Those qualities embody what it means to be human, and in some ways, Humans argues that even when presented with advanced technology, human beings resort to primal behavior. That cultural critique is at the heart of Niska’s escape from the synth whorehouse Leo has kept her in. When she’s confronted with a customer whose demands she just can’t stand—an older man who wants Niska to act young and powerless—she lets her consciousness be known and strangles the customer before escaping into the streets.
It’s a powerful scene not only because of the implications in terms of the group of conscious synths staying in hiding, but also because of its thematic concerns. The scene works as a critique of the sexualization of young women in our culture; the fact that the synths who aren’t “aware” wouldn’t be able to say no to the customer’s demands is important, an indictment of the way our culture strips women of their agency when it comes to their bodies. Niska is literally someone’s property until she fights back.
Dr. Millican is fighting back in his own way as well. He’s officially been strapped with a new synth, though Odi is still in tact, hiding out in the shed for now. Again, there’s not a lot of plot progress here—we don’t learn much more about Dr. Millican and his role in creating the first synths—but we do get more poignant thematic work.
Just as Niska loses her agency, so too does Dr. Millican once he gets his new synth. She takes over his life, telling him that his house is unclean, that the shades need to be drawn, that he can’t go outside at certain hours because of his health. George has lost the choice to live out his later years in a way that satisfies him, instead having to bow down to what the government says is best for him.
It’s another instance of Humans questioning the pervasiveness of technology in our culture, and critiquing our very passive acceptance of just about every new gadget and upgrade. Humans, and specifically this second episode, questions our culture’s belief that every new piece of technology is great and makes our lives easier. That’s just not true, and as Anita’s drying shoes suggest, there are dangers lurking that we may not even fully grasp yet.
Laura just might understand though, having had a talk with Mattie about how Anita isn’t like other synths because she doesn’t share data. She’s completely closed off from other synths, which shouldn’t be part of their design.
At the end of the episode, Laura is dragging Anita back to the store, practically prying her out of Sophie’s longing arms. It’s a stirring image, showing how quickly Laura has been replaced and the effect of technology on young minds. It’s haunting to see Sophie so attached to Anita, a clear critique of our reliance on technology and the dangers such reliance presents. It’s in that exploration of larger cultural issues that this episode really succeeds and continues Humans‘ great start to its eight-episode series.
......
→ **WORK REQUEST 1**
Using the review of Humans above, say whether each statement agrees with it. Answer yes or no and quote the words that decide it.
(a) Niska strangles a customer before escaping into the streets.
(b) Odi has been destroyed.
(c) Humans runs ten episodes.
→ **WORK REQUEST 2**
Answer these questions from the review of Humans, one line each.
(a) Where is Odi hiding?
(b) Who does Laura talk with about Anita not sharing data?
(c) At the end of the episode, where is Laura taking Anita?
→ **WORK REQUEST 3**
Repeat everything in the review of Humans from "Those qualities embody" down to "into the streets.".

→ **MATERIAL SHOWN**
......
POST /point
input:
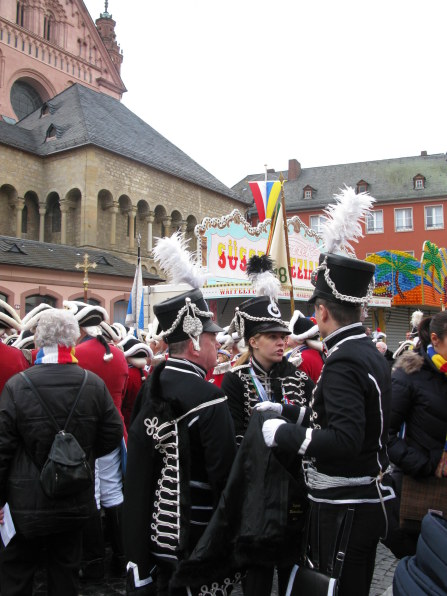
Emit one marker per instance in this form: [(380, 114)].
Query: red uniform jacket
......
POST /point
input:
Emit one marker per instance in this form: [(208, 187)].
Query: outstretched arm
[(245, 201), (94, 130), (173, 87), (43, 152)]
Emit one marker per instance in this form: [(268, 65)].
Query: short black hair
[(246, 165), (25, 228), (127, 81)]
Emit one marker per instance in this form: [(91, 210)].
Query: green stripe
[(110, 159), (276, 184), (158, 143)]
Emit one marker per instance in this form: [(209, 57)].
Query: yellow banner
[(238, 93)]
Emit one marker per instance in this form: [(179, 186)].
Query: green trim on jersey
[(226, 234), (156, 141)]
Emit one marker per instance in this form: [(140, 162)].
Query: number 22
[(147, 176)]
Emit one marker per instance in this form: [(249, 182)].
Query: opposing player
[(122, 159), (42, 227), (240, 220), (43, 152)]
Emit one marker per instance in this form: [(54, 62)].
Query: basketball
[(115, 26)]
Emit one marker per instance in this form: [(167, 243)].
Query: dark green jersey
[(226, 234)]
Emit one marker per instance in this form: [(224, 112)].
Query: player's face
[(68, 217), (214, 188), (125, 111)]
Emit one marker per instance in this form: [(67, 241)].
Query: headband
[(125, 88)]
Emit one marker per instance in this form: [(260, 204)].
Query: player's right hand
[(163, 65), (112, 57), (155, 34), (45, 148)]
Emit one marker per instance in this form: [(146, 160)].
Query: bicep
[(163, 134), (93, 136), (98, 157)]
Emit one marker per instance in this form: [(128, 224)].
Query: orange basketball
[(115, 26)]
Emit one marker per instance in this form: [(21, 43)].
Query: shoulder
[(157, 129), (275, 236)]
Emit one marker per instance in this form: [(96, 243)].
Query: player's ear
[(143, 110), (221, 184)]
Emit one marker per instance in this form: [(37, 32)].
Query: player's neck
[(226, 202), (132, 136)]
......
→ **ANSWER BOX 1**
(a) Yes: "strangles the customer before escaping into the streets"
(b) No: "Odi is still in tact, hiding out in the shed for now"
(c) No: "its eight-episode series"

→ **ANSWER BOX 2**
(a) In the shed
(b) Mattie
(c) Back to the store

→ **ANSWER BOX 3**
Those qualities embody what it means to be human, and in some ways, Humans argues that even when presented with advanced technology, human beings resort to primal behavior. That cultural critique is at the heart of Niska’s escape from the synth whorehouse Leo has kept her in. When she’s confronted with a customer whose demands she just can’t stand—an older man who wants Niska to act young and powerless—she lets her consciousness be known and strangles the customer before escaping into the streets.